Exercise task - From the material below, extract the stretch from its first line through the line containing "top-left (11, 126), bottom-right (66, 340)", including both of those lines, and copy it word for word.

+--

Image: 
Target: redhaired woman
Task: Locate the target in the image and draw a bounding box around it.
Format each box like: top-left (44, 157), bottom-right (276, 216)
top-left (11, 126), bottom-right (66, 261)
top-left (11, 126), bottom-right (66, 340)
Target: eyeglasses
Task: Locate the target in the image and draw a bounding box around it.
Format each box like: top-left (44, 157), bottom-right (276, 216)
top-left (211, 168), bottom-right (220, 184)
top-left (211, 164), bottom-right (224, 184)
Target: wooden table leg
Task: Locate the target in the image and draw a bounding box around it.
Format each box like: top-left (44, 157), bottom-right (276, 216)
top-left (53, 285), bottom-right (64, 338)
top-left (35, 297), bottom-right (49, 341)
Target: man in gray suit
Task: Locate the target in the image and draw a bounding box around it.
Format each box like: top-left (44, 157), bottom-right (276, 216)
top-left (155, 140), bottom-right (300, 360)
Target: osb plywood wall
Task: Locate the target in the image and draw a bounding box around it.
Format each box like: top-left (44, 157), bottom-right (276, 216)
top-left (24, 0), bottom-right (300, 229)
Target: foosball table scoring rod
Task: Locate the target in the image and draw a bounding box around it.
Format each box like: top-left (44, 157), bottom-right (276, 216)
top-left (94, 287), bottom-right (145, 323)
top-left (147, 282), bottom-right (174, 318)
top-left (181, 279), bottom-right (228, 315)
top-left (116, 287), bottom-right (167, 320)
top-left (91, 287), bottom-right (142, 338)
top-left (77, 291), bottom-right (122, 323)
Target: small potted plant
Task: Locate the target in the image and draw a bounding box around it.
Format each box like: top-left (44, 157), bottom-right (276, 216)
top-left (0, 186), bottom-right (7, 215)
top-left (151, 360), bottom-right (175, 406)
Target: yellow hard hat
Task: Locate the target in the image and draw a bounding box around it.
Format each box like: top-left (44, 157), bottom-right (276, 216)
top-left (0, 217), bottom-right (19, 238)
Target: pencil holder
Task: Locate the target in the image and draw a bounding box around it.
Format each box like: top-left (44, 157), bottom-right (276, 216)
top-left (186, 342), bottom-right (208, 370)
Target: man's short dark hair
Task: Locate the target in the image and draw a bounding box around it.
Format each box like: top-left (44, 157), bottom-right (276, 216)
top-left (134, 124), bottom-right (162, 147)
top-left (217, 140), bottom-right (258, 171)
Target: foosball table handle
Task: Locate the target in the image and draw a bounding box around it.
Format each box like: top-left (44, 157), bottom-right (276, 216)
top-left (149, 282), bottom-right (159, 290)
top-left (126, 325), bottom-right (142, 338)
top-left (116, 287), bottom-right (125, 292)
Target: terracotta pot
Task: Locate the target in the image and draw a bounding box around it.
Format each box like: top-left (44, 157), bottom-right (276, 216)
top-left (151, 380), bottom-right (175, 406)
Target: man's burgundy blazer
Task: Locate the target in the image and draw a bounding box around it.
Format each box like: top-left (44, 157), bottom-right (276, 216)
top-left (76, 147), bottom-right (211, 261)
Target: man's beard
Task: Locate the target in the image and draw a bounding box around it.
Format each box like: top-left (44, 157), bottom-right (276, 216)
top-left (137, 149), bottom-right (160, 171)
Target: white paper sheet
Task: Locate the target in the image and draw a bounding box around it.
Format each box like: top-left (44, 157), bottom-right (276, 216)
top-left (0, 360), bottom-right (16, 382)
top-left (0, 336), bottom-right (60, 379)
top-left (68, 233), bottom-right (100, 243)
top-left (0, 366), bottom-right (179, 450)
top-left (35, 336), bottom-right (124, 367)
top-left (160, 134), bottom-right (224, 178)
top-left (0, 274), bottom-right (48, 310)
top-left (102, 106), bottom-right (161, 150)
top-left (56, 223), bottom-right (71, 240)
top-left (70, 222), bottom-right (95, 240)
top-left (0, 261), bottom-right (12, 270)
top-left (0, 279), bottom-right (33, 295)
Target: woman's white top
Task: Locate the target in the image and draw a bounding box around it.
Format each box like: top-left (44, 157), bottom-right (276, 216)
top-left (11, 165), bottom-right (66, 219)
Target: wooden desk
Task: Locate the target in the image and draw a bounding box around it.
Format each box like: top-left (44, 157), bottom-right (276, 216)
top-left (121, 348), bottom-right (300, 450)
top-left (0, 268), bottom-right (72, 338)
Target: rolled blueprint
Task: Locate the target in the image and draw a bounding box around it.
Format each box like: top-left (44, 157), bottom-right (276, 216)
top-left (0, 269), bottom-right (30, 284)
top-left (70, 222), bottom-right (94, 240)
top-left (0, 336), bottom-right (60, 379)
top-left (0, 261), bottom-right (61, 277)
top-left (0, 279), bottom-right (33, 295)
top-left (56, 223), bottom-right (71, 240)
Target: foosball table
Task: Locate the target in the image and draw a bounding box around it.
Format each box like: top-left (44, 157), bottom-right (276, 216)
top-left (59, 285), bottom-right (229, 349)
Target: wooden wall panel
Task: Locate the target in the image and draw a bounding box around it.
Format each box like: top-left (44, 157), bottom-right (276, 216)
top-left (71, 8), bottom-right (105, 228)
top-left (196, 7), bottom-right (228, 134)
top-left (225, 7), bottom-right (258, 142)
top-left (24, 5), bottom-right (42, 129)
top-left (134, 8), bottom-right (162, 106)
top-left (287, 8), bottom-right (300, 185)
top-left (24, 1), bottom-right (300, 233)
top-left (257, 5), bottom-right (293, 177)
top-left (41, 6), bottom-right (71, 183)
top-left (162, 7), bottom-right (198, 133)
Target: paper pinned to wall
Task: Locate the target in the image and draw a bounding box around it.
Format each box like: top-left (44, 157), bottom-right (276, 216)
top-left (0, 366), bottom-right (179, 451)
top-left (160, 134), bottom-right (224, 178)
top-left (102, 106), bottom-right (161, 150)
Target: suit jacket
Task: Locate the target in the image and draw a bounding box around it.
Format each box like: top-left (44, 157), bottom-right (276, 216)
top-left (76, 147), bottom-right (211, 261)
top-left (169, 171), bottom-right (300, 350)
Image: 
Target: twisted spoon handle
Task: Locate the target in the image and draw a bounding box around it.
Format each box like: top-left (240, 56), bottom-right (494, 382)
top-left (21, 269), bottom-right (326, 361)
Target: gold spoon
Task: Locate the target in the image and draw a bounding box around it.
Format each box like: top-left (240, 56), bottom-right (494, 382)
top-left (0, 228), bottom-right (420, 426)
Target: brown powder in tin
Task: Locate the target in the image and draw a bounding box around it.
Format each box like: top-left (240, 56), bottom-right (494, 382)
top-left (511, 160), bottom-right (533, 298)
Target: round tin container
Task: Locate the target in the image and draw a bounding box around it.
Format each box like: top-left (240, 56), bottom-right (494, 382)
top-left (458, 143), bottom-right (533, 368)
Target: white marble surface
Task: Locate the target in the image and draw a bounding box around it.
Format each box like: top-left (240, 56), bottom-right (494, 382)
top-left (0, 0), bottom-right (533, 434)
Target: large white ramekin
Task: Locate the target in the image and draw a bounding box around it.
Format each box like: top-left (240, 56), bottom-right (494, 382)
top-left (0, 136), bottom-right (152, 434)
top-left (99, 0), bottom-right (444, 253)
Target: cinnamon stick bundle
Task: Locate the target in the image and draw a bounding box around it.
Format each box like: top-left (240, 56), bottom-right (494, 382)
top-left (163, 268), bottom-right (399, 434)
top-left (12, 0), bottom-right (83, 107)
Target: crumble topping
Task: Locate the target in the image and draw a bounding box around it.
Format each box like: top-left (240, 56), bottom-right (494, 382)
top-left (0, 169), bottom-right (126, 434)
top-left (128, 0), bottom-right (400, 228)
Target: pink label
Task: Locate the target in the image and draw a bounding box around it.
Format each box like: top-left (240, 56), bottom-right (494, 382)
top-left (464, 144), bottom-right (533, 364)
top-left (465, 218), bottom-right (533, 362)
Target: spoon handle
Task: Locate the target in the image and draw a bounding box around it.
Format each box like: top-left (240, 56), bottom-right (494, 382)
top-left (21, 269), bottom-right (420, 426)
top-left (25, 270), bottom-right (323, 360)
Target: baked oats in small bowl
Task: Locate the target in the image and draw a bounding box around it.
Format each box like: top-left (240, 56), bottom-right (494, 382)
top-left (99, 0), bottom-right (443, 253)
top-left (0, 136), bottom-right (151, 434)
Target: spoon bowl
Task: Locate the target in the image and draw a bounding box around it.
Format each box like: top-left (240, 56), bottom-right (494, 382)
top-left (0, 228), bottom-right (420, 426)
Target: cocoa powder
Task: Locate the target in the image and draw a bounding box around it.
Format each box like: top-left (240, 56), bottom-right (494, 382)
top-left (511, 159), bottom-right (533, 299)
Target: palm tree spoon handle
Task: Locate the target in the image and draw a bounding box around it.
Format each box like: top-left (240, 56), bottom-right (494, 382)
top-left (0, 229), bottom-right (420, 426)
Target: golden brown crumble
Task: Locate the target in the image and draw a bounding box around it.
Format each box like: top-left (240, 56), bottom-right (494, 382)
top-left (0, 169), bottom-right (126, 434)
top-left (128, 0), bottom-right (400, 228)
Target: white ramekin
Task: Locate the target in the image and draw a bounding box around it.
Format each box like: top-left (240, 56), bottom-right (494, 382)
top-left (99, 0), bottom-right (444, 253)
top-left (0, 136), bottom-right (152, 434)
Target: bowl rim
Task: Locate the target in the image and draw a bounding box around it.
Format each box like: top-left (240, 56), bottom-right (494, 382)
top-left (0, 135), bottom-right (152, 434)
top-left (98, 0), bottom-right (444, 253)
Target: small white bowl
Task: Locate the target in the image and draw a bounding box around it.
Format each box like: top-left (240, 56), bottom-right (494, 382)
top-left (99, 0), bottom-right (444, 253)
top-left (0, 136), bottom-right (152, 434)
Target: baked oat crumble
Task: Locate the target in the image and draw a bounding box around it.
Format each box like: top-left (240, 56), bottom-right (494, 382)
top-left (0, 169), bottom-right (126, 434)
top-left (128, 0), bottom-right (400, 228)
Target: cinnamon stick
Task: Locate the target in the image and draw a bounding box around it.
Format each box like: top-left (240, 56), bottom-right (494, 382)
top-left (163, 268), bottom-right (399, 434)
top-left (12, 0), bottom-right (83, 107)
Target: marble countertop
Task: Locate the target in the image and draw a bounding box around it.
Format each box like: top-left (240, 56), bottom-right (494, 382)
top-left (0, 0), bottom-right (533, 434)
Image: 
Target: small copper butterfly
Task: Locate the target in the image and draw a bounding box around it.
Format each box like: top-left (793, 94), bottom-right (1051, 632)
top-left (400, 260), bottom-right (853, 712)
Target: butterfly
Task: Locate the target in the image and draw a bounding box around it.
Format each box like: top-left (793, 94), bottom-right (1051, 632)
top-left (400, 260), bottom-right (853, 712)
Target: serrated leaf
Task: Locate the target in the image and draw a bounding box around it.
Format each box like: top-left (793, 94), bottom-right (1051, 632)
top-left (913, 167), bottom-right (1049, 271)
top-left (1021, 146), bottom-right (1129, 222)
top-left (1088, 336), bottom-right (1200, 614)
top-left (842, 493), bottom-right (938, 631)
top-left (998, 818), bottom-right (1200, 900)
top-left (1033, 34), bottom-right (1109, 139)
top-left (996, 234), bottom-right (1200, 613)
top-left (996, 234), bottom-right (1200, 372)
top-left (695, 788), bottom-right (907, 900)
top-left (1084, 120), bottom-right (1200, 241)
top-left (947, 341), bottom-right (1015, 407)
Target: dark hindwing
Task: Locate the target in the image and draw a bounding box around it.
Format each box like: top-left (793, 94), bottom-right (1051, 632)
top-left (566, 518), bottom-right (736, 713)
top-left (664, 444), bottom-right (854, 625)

+--

Response -
Image: 
Target: redhaired woman
Task: Locate the target in the image and draw a bounding box around it.
Format each box like: top-left (44, 157), bottom-right (276, 216)
top-left (11, 126), bottom-right (66, 261)
top-left (11, 126), bottom-right (66, 340)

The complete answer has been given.